TAREFAS A CUMPRIR>
**1.** Transcreva, do texto sobre o Ministro da Agricultura Reinhold Stephanes, o trecho que vai de "A mais recente" até "à carne brasileira.".
**2.** Redija a continuação do texto sobre o Ministro da Agricultura Reinhold Stephanes, partindo da última frase apresentada.

Brasil: quem mantém Stephanes?
Se no Brasil valessem os princípios republicanos e não as conveniências políticas, o Ministro da Agricultura, Reinhold Stephanes, estaria procurando emprego novo há muito tempo. Ele tem sido pródigo em omitir-se nas suas atribuições legais e chegou até a causar constrangimento internacional a Lula, quando defendeu a plantação de cana na Amazônia
Tantas foram as lambanças de Stephanes na Agricultura, que é o caso de perguntar: o que ele ainda continua fazendo lá? Quais forças políticas o mantêm em um dos Ministérios que mais geram caixa para o governo federal, tomando decisões que influenciarão a agricultura brasileira por décadas?
A mais recente trapalhada veio à tona na semana passada, em audiência que a Comissão de Agricultura do Senado convocou para o Ministro explicar as razões do boicote da UniãoEuropéia (UE) à carne brasileira.
Ele admitiu que “o Brasil chegou a exportar carne bovina não-rastreada para a Europa, em decorrência das falhas no processo de acompanhamento de bovinos e na certificação de produtos exportados para o bloco” (O Globo, 14/02). Resultado: a UE suspendeu as importações de carne bovina brasileira causando, segundo o próprio Stephanes, prejuízo diário de 5 milhões de dólares ao País.
Na segunda (18), o Valor Econômico publicou denúncia da ong Contas Abertas mostrando que o sistema de rastreamento do gado bovino (Sisbov) do Ministério da Agricultura “gastou só 27,6% dos R$ 1,95 milhão disponíveis para os cinco principais programas de certificação da origem e movimentação de insumos e produtos agropecuários”
À noite, a Globonews mostrou que há quase um ano a representação diplomática do Brasil em Genebra já havia alertado a Agricultura sobre as cobranças da UE e as ameaças de suspender a compra de carne brasileira.
As trapalhadas de Stephanes começaram em setembro passado, quando o Ministro estimulou a plantação de cana na Amazônia para produção de álcool – algo prontamente negado pelo próprio presidente da República, que se esforça para vender mundialmente o álcool brasileiro como o combustível verde que substituiria o petróleo. O mais grave, entretanto, ainda estava por vir.

SEGMENTO DE DADOS>

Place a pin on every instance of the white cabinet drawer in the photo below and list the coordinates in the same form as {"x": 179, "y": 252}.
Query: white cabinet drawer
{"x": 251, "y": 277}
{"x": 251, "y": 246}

RESPOSTAS POR ITEM>
**1.**
A mais recente trapalhada veio à tona na semana passada, em audiência que a Comissão de Agricultura do Senado convocou para o Ministro explicar as razões do boicote da UniãoEuropéia (UE) à carne brasileira.

**2.**
Stephanese seu colega da Ciência e Tecnologia, Sergio Rezende, admitiram (FSP, 29/01) que, sem autorização legal, produtores rurais já plantam variedades de milho geneticamente modificadas em lavouras clandestinas.
"Isso está acontecendo principalmente no Sul e no Centro-Oeste, já existem plantações com sementes contrabandeadas",disse Rezende. “Principal aliado de Rezende no debate dos transgênicos, o ministro da Agricultura, Reinhold Stephanes, confirma que o milho vai pelo mesmo caminho das duas únicas variedades de soja e algodão geneticamente modificadas, cuja comercialização é autorizada do país: elas foram liberadas apenas depois de constatado o cultivo ilegal. "Não obstante toda a fiscalização, acontece o contrabando", confessou Stephanes.
Nesse caso, houve clara intenção de vincular uma situação de fato – a contaminação da safra brasileira pela inação do Ministério - com uma medida legal, que seria tomada mais tarde: a legalização do milho geneticamente modificado das empresas Bayer e Monsanto.
Na terça (12/02), ele – em conjunto com Rezende e outros cinco ministros-, votou no Conselho Nacional de Biossegurança, composto por 11membros, pela aprovação do milho geneticamente modificado das duas empresas no Brasil. O voto de Stephanes, que relatou o processo, desconheceu a análise técnica do Ibama e da Anvisa. As agências argumentam que não existem estudos que atestem a inocuidade de commodities agrícolas transgênicas tanto para o meio ambiente quanto para o consumo humano.
Isso é particularmente grave para um país “megadiverso”, como o Brasil, que possui 12% da diversidade biológica conhecida no planeta, e que exatamente por isso carece de precaução para evitar contaminações em grande escala (como já aconteceu no México). Ambientalistas também chamam a atenção para outro dado.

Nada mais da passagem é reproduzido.